**Stated exercise:**
Could the lines from the one with "trim in the photo above." through the end of the listing be restated exactly, with nothing else included?

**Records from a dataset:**
- - - -

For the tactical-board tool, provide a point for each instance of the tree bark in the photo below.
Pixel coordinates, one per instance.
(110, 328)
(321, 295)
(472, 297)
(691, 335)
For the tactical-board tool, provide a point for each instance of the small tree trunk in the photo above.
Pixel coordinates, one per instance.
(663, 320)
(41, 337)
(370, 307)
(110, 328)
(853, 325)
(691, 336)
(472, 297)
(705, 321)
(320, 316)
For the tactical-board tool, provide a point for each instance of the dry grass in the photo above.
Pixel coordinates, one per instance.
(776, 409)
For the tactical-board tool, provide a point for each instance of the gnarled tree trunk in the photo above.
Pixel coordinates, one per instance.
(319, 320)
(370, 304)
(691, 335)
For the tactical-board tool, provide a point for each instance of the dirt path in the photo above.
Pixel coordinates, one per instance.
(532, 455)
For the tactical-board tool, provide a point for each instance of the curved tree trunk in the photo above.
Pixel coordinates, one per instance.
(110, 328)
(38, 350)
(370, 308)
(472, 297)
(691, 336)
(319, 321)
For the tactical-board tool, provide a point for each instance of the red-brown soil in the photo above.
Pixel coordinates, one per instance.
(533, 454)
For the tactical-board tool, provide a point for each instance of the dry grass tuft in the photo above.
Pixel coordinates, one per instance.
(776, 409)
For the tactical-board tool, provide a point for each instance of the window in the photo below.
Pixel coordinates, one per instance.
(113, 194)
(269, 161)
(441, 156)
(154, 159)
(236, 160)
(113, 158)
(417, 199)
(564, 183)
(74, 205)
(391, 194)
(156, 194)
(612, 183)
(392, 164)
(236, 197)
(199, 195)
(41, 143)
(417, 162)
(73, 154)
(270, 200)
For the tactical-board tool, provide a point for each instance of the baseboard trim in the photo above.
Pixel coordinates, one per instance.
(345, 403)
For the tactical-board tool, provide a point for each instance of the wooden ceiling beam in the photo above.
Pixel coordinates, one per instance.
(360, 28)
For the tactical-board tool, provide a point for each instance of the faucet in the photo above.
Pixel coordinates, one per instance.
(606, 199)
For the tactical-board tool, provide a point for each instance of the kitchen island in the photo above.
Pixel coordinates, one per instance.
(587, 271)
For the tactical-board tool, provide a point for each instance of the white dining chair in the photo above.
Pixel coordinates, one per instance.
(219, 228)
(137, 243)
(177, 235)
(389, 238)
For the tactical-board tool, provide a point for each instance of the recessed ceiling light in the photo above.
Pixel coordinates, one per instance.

- - - -

**Expected answer:**
For the tactical-board tool, provide a point for each instance of the baseboard trim in the photo above.
Pixel coordinates, one per instance.
(345, 403)
For the tactical-board tool, provide a point for each instance of the wooden ceiling beam in the photo above.
Pixel coordinates, one per instance.
(360, 28)
For the tactical-board tool, provide a point for each instance of the faucet in the photo above.
Pixel coordinates, one per instance.
(606, 199)
For the tactical-board tool, provide a point for each instance of the kitchen island in the photo above.
Pixel coordinates, one per instance.
(587, 271)
For the tactical-board tool, provide a point for each instance of the white dining chair in the photo above.
Pixel coordinates, one per instance.
(219, 228)
(137, 243)
(177, 235)
(389, 238)
For the tactical-board tool, provide a point for each instance of the recessed ceiling light in the photo above.
Pixel coordinates, one per instance.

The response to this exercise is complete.